EXTRACTED TEXT:

US20090063137A1

US20090063137A1 - Method and Apparatus of Low-Complexity Psychoacoustic Model Applicable for Advanced Audio Coding Encoders

Info

Publication number: US20090063137A1
Application number: US11/869,085
Authority: US
Inventors: Tsung-Han Tsai; Shih-Way Huang; Jia-Her Luo
Original assignee: National Central University
Current assignee: National Central University
Priority date: 2007-09-04
Filing date: 2007-10-09
Publication date: 2009-03-05
Also published as: TW200912892A

Abstract

A method and an apparatus of a low-complexity psychoacoustic model applicable for advanced audio coding encoders use a modified discrete cosine transform based (MDCT-based) psychoacoustic model and a simplified look-up table to compute the MDCT-based psychoacoustic model by a logarithm based logarithmic method to simplify the computational complexity, and then computing a quantization loop (Q loop) by the logarithm based logarithmic method to further reduce the computational quantity of the MDCT-based psychoacoustic model, so as to achieve the real-time playback effect by a very low operating frequency.

Description

FIELD OF THE INVENTION

The present invention relates to a method and an apparatus of a low-complexity psychoacoustic model applicable for advanced audio coding encoders, and more particular to a method and an apparatus that use a low power and corrected MDCT-based psychoacoustic model and a logarithm based quantization loop (Q Loop) algorithm to achieve a real-time playback effect at a very low operating frequency by means of a low operational complexity while maintaining quality.

BACKGROUND OF THE INVENTION

As data compression technology is an essential task for audio systems, which not only processes a huge amount of data, but also requires a high quality resolution. An audio coding compression technology, MPEG- 2/4 is an efficient audio compressing standardization which can significantly reduce the requirements of transmission bandwidth and data storage with low distortion.

ACTIONS TO TAKE:
1) Count the lines in the rows below that contain the word "negative" and give only that number.
2) Extend the patent description of the low-complexity psychoacoustic model for audio encoders, starting after its final sentence.

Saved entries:
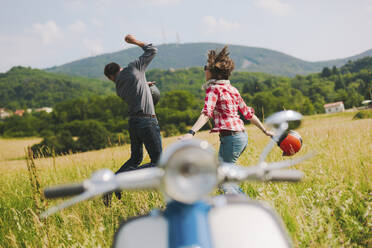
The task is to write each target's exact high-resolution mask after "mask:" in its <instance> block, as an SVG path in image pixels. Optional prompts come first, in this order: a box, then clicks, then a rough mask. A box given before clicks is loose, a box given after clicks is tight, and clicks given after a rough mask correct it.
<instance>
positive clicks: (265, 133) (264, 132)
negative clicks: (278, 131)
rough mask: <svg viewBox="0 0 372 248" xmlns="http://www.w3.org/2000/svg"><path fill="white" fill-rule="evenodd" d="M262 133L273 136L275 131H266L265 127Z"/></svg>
mask: <svg viewBox="0 0 372 248" xmlns="http://www.w3.org/2000/svg"><path fill="white" fill-rule="evenodd" d="M263 132H264V134H266V135H267V136H269V137H271V138H272V137H274V135H275V133H274V132H271V131H268V130H267V129H265V130H263Z"/></svg>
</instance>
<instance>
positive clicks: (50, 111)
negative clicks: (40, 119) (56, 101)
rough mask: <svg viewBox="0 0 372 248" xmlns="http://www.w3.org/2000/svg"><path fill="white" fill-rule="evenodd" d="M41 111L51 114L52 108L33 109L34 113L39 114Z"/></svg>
mask: <svg viewBox="0 0 372 248" xmlns="http://www.w3.org/2000/svg"><path fill="white" fill-rule="evenodd" d="M41 111H44V112H47V113H48V114H49V113H52V112H53V108H49V107H42V108H38V109H35V112H41Z"/></svg>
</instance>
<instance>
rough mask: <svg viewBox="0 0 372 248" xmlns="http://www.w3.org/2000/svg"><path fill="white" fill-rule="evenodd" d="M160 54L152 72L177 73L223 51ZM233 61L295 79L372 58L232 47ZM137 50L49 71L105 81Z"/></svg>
mask: <svg viewBox="0 0 372 248" xmlns="http://www.w3.org/2000/svg"><path fill="white" fill-rule="evenodd" d="M157 47H158V49H159V53H158V55H157V57H156V58H155V59H154V61H153V62H152V63H151V65H150V67H149V69H153V68H158V69H170V68H174V69H178V68H189V67H195V66H203V65H204V64H205V61H206V54H207V51H208V50H210V49H215V48H221V47H223V44H217V43H186V44H166V45H159V46H157ZM229 49H230V53H231V57H232V58H233V59H234V61H235V64H236V70H238V71H249V72H265V73H269V74H273V75H281V76H294V75H297V74H301V75H305V74H309V73H314V72H320V71H321V70H322V69H323V67H332V66H336V67H340V66H342V65H344V64H345V63H346V62H347V61H349V60H355V59H358V58H363V57H365V56H372V49H371V50H368V51H366V52H364V53H361V54H358V55H355V56H352V57H348V58H344V59H336V60H329V61H321V62H308V61H304V60H301V59H298V58H295V57H292V56H289V55H287V54H284V53H281V52H277V51H273V50H269V49H265V48H257V47H247V46H236V45H229ZM141 53H142V51H141V50H140V49H139V48H137V47H134V48H130V49H125V50H122V51H119V52H114V53H109V54H103V55H99V56H95V57H89V58H85V59H81V60H77V61H74V62H71V63H67V64H64V65H61V66H56V67H52V68H48V69H46V70H47V71H49V72H55V73H61V74H68V75H73V76H84V77H90V78H103V77H104V76H103V68H104V66H105V65H106V64H107V63H109V62H113V61H114V62H117V63H119V64H121V65H123V66H125V65H127V64H128V63H129V62H130V61H132V60H134V59H136V58H137V57H138V56H139V55H141Z"/></svg>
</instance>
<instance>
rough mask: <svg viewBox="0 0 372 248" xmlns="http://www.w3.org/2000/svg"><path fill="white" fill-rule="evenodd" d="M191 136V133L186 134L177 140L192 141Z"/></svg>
mask: <svg viewBox="0 0 372 248" xmlns="http://www.w3.org/2000/svg"><path fill="white" fill-rule="evenodd" d="M192 137H193V135H192V134H191V133H187V134H185V135H183V136H181V137H179V138H178V140H188V139H192Z"/></svg>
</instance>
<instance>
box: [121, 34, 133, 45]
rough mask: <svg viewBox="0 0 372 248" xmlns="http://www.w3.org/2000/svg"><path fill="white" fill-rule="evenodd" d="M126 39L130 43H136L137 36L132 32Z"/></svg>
mask: <svg viewBox="0 0 372 248" xmlns="http://www.w3.org/2000/svg"><path fill="white" fill-rule="evenodd" d="M124 40H125V41H126V42H127V43H129V44H135V42H136V38H134V36H133V35H131V34H128V35H126V36H125V38H124Z"/></svg>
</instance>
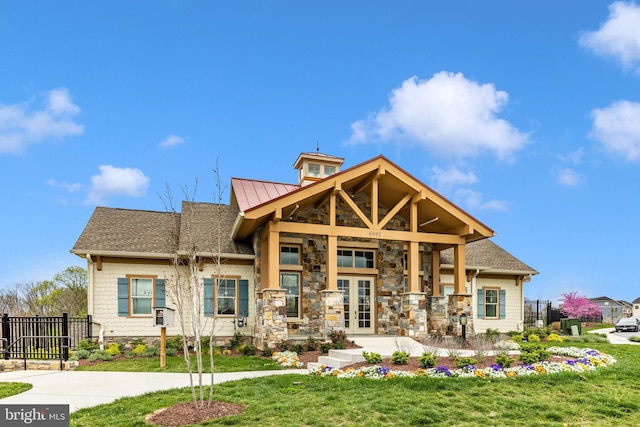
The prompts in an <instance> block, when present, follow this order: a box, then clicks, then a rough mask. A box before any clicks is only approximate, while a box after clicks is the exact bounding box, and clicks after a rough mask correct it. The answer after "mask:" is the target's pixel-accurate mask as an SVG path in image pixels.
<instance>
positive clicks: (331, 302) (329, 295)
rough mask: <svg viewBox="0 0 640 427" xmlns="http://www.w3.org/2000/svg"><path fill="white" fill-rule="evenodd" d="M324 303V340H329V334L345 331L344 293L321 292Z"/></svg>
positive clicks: (332, 292) (323, 332) (323, 336)
mask: <svg viewBox="0 0 640 427" xmlns="http://www.w3.org/2000/svg"><path fill="white" fill-rule="evenodd" d="M320 294H321V295H322V302H323V312H322V319H323V331H322V338H324V339H327V336H328V334H329V332H331V331H333V330H336V331H344V291H339V290H325V291H320Z"/></svg>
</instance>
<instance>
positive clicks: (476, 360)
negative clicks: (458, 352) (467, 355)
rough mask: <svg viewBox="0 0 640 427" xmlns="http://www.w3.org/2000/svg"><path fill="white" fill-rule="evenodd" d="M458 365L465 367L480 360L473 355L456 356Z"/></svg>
mask: <svg viewBox="0 0 640 427" xmlns="http://www.w3.org/2000/svg"><path fill="white" fill-rule="evenodd" d="M455 360H456V366H457V367H458V368H464V367H465V366H469V365H477V364H478V361H477V360H476V359H474V358H473V357H456V359H455Z"/></svg>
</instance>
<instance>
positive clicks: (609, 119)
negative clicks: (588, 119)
mask: <svg viewBox="0 0 640 427" xmlns="http://www.w3.org/2000/svg"><path fill="white" fill-rule="evenodd" d="M591 117H592V119H593V125H592V128H591V136H592V137H593V138H594V139H596V140H597V141H599V142H600V143H601V144H602V145H604V147H605V148H606V149H607V150H609V151H611V152H613V153H614V154H617V155H620V156H622V157H624V158H626V159H627V160H630V161H637V160H640V103H637V102H630V101H624V100H622V101H616V102H614V103H613V104H611V105H610V106H608V107H606V108H596V109H594V110H592V111H591Z"/></svg>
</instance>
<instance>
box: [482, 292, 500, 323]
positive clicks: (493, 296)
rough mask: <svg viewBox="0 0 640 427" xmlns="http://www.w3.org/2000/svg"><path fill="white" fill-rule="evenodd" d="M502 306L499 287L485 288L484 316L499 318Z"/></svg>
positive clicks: (486, 316) (488, 317)
mask: <svg viewBox="0 0 640 427" xmlns="http://www.w3.org/2000/svg"><path fill="white" fill-rule="evenodd" d="M499 307H500V292H499V290H498V289H486V288H485V290H484V317H488V318H498V313H499V312H498V309H499Z"/></svg>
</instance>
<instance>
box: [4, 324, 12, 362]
mask: <svg viewBox="0 0 640 427" xmlns="http://www.w3.org/2000/svg"><path fill="white" fill-rule="evenodd" d="M2 338H6V341H5V342H6V343H7V348H6V349H5V350H8V349H9V347H8V346H9V345H10V344H11V328H10V327H9V314H7V313H4V314H3V315H2ZM4 358H5V359H7V360H9V352H8V351H7V352H6V353H5V354H4Z"/></svg>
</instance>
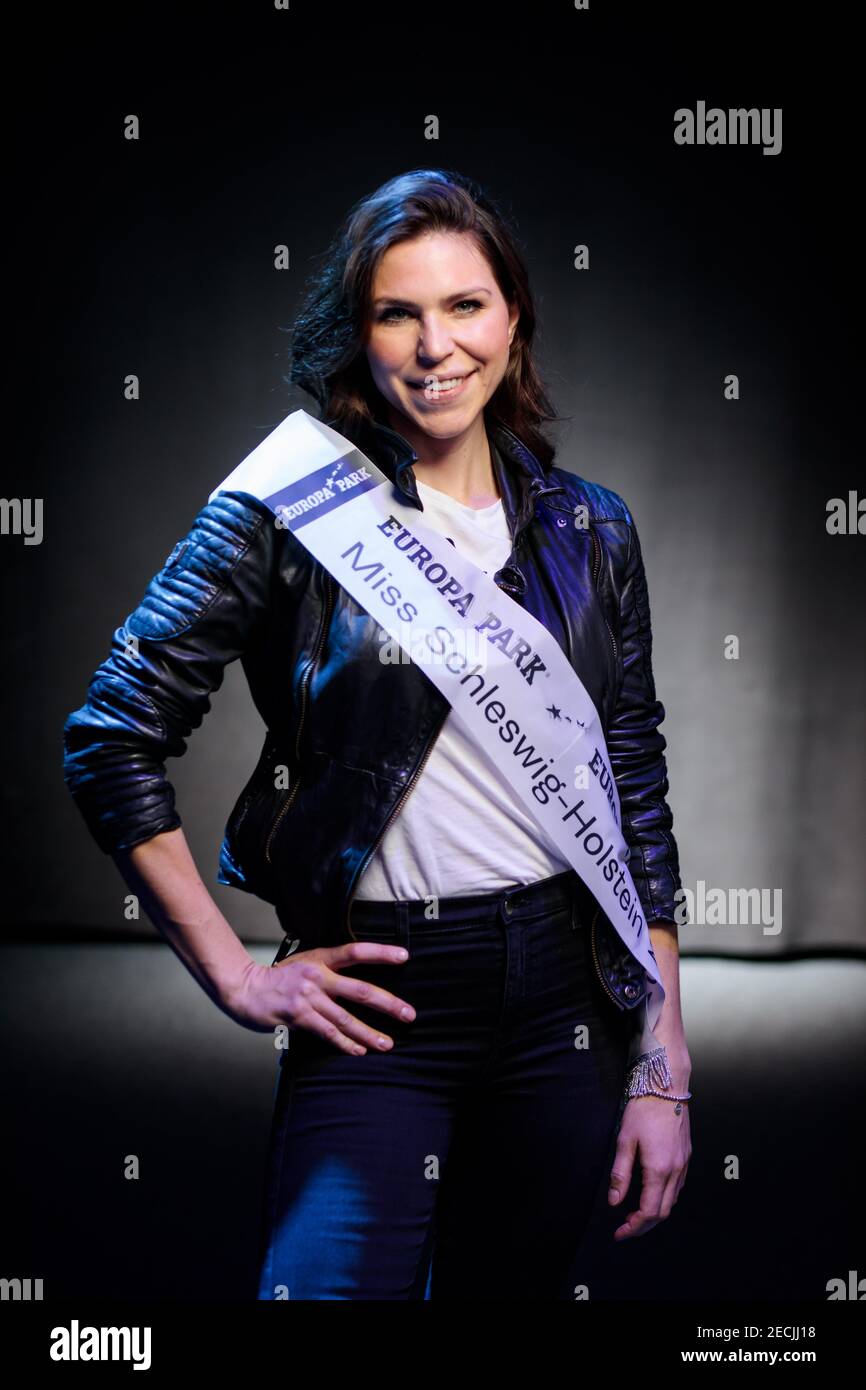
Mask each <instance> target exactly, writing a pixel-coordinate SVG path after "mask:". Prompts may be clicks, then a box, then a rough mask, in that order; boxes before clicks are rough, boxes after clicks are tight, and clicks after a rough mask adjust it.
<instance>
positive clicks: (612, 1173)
mask: <svg viewBox="0 0 866 1390" xmlns="http://www.w3.org/2000/svg"><path fill="white" fill-rule="evenodd" d="M635 1150H637V1140H634V1138H628V1136H626V1134H623V1133H620V1137H619V1141H617V1145H616V1154H614V1158H613V1163H612V1166H610V1180H609V1183H607V1202H609V1204H610V1205H612V1207H616V1205H617V1202H621V1201H623V1198H624V1195H626V1193H627V1191H628V1188H630V1186H631V1172H632V1168H634V1155H635Z"/></svg>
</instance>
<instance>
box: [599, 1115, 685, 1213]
mask: <svg viewBox="0 0 866 1390" xmlns="http://www.w3.org/2000/svg"><path fill="white" fill-rule="evenodd" d="M671 1090H673V1087H671ZM674 1094H677V1095H681V1094H683V1091H680V1090H676V1091H674ZM691 1152H692V1145H691V1133H689V1120H688V1104H687V1102H684V1104H683V1111H681V1113H680V1115H677V1113H676V1106H674V1102H673V1101H663V1099H660V1098H659V1097H656V1095H635V1097H632V1098H631V1099H630V1101H627V1104H626V1109H624V1111H623V1119H621V1123H620V1131H619V1136H617V1145H616V1156H614V1159H613V1166H612V1169H610V1183H609V1184H607V1186H609V1191H607V1202H609V1205H610V1207H616V1204H617V1202H620V1201H623V1198H624V1197H626V1193H627V1191H628V1186H630V1183H631V1175H632V1169H634V1161H635V1156H639V1159H641V1202H639V1209H638V1211H634V1212H630V1213H628V1216H627V1218H626V1220H624V1223H623V1225H621V1226H619V1227H617V1229H616V1230H614V1233H613V1238H614V1240H628V1237H631V1236H644V1234H646V1232H648V1230H652V1227H653V1226H657V1225H659V1222H660V1220H666V1219H667V1218H669V1216H670V1212H671V1208H673V1205H674V1202H676V1201H677V1197H678V1195H680V1191H681V1188H683V1184H684V1181H685V1172H687V1169H688V1161H689V1158H691Z"/></svg>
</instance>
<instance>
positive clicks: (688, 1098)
mask: <svg viewBox="0 0 866 1390" xmlns="http://www.w3.org/2000/svg"><path fill="white" fill-rule="evenodd" d="M653 1081H655V1083H656V1086H664V1087H667V1086H673V1077H671V1074H670V1066H669V1065H667V1052H666V1049H664V1048H663V1047H657V1048H653V1051H652V1052H642V1054H641V1056H639V1058H638V1059H637V1062H635V1063H634V1066H632V1068H631V1069H630V1072H628V1077H627V1080H626V1097H627V1098H631V1097H635V1095H657V1097H659V1099H662V1101H676V1102H677V1104H676V1109H674V1113H676V1115H681V1113H683V1104H681V1102H683V1101H691V1098H692V1093H691V1091H687V1094H685V1095H667V1094H666V1093H664V1091H659V1090H656V1086H653Z"/></svg>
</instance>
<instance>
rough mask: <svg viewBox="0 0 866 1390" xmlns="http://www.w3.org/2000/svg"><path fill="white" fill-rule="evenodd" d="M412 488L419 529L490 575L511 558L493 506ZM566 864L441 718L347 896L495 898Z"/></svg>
mask: <svg viewBox="0 0 866 1390" xmlns="http://www.w3.org/2000/svg"><path fill="white" fill-rule="evenodd" d="M416 482H417V486H418V495H420V498H421V502H423V503H424V512H423V513H421V520H423V523H424V525H430V527H432V528H435V530H436V531H441V532H442V535H445V537H446V538H448V539H450V541H452V543H453V545H455V546H456V548H457V550H460V553H461V555H464V556H466V557H467V559H470V560H474V563H475V564H477V566H478V567H480V569H481V570H484V573H485V574H488V575H489V577H491V578H492V577H493V574H495V573H496V570H499V569H500V567H502V566H503V564H505V562H506V560H507V557H509V555H510V553H512V538H510V534H509V524H507V517H506V514H505V509H503V506H502V500H500V499H498V500H496V502H492V503H491V505H489V506H488V507H480V509H474V507H468V506H466V505H464V503H461V502H456V500H455V499H453V498H449V496H448V493H445V492H439V491H438V489H436V488H431V486H430V485H428V484H425V482H421V481H420V480H418V478H416ZM569 867H570V865H569V863H567V860H564V859H563V858H562V856H560V853H559V851H557V848H556V845H553V844H552V842H550V841H549V840H548V838H546V835H545V834H544V831H542V828H541V826H539V824H538V823H537V820H535V819H534V817H532V816H531V815H530V813H528V810H525V809H524V806H523V805H521V802H520V801H518V798H517V795H516V792H513V791H512V788H510V785H509V784H507V783H506V781H505V780H503V777H502V774H500V773H499V771H498V770H496V765H495V763H493V762H492V760H491V759H489V758H488V755H487V753H484V752H482V751H481V749H478V748H477V746H475V744H474V742H473V741H471V739H470V738H467V735H466V734H464V733H463V730H461V728H460V726H459V724H457V721H456V720H455V716H453V713H450V712H449V713H448V714H446V717H445V723H443V726H442V728H441V731H439V735H438V738H436V742H435V744H434V748H432V749H431V752H430V756H428V758H427V763H425V765H424V770H423V771H421V776H420V777H418V780H417V781H416V784H414V787H413V788H411V791H410V792H409V796H407V798H406V801H405V802H403V806H402V808H400V810H399V813H398V816H396V817H395V820H392V823H391V826H389V827H388V830H386V833H385V835H384V838H382V840H381V841H379V845H378V847H377V849H375V852H374V855H373V858H371V859H370V862H368V865H367V867H366V869H364V872H363V874H361V877H360V881H359V885H357V891H356V894H354V897H356V898H359V899H370V898H373V899H375V901H382V899H386V901H395V899H403V901H406V899H417V898H427V897H428V895H431V894H435V895H436V897H439V898H448V897H463V895H468V894H481V892H495V891H496V890H498V888H505V887H507V885H509V884H514V883H535V881H537V880H538V878H548V877H549V876H550V874H556V873H562V872H563V870H564V869H569Z"/></svg>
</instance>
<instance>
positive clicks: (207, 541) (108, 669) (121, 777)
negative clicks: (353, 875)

TASK ANSWERS:
1) 5

2)
Since the computational complexity of the conventional MPEG- 2/4 advanced audio coding (AAC) standard is very high, such standard cannot achieve the real-time sound playback effect, which is a bottleneck for a general handheld device (such as a mobile phone, a walkman, and a flash disk, etc), and the conventional MDCT-based psychoacoustic model performs a block-type selection on the time domain, and thus the model cannot maintain a high quality. In addition, the computational quantity of spreading function cannot be lowered and reduced.
To overcome each of the aforementioned problems, the inventor of the present invention filed a patent application to enhance a manufacturer's competitiveness in the products of this sort.

SUMMARY OF THE INVENTION

In view of the foregoing shortcomings of the prior art MPEG- 2/4 advanced audio coding (AAC) standard that has the disadvantages of a very high computational complexity, unable to achieve a real-time sound playback effect, and being a bottleneck to the development of handheld devices, the inventor of the present invention based on years of experience in the related field to conduct extensive researches and experiments with related theories, and finally designed a method and an apparatus of a low-complexity psychoacoustic model applicable for advanced audio coding encoders in accordance with the present invention.
It is a primary objective of the present invention to provide a method and an apparatus of a low-complexity psychoacoustic model applicable for advanced audio coding encoders that use a low power and corrected MDCT-based psychoacoustic model, a simplified look-up table for a spreading function, and a logarithm based quantization loop (Q Loop) algorithm to achieve a real-time playback effect at a low operating frequency by means of a low computational complexity while maintaining quality. According to this result, the present invention includes the advantages of a high efficiency and a low complexity, and in compliance with the utility, novelty and inventive advancement of the patent application requirements. Compared with the prior art, the present invention is more applicable for a general handheld device (such as a handset, a walkman and a flash disk, etc.)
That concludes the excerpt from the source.